── Document segment
Updated: Apr 10, 2023


In high school in the nineteen-fifties I frequented the first A&W in Edmonton, maybe in Alberta.

Today it’s an antique. Then it sparkled.


Carhops, cool and good looking, expertly handled the heavily loaded trays while fending off carloads of testosterone time bombs masquerading as personable young men.


Hotrods, chariots errant zealously slaved over in Scona Comp’s automotive shop, and the stars of moonlit drag strips, paraded with outlaw-tinted glamour.


Your music blasting from somewhere, from everywhere. Tunes so bewitching that you were barely aware of a train whistling on a nearby track.


Bill Haley, Ivory Joe Hunter, Chuck Berry and Little Richard. Richie Valens, on top of the world with his mega hit, La Bamba, dead at seventeen. Buddy Holly, gone at twenty-two.


For romancing the beauty beside you on the comfortable bench seat there were the artfully smooth Everly Brothers, The Platters and Fats Domino.
────
── Collected material
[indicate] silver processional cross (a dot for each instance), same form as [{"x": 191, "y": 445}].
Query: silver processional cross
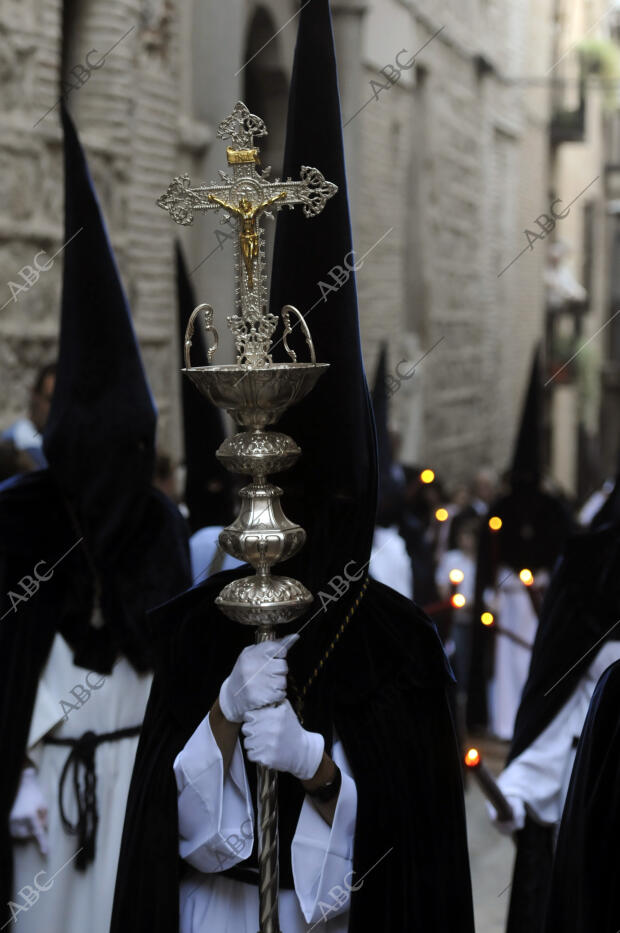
[{"x": 245, "y": 197}]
────
- Task brief
Rewrite the passage about the Edmonton A&W, starting at the words containing "Hotrods, chariots errant" and ending with "and Fats Domino.", swapping "train" for "streetcar".

- Answer for the task
Hotrods, chariots errant zealously slaved over in Scona Comp’s automotive shop, and the stars of moonlit drag strips, paraded with outlaw-tinted glamour.


Your music blasting from somewhere, from everywhere. Tunes so bewitching that you were barely aware of a streetcar whistling on a nearby track.


Bill Haley, Ivory Joe Hunter, Chuck Berry and Little Richard. Richie Valens, on top of the world with his mega hit, La Bamba, dead at seventeen. Buddy Holly, gone at twenty-two.


For romancing the beauty beside you on the comfortable bench seat there were the artfully smooth Everly Brothers, The Platters and Fats Domino.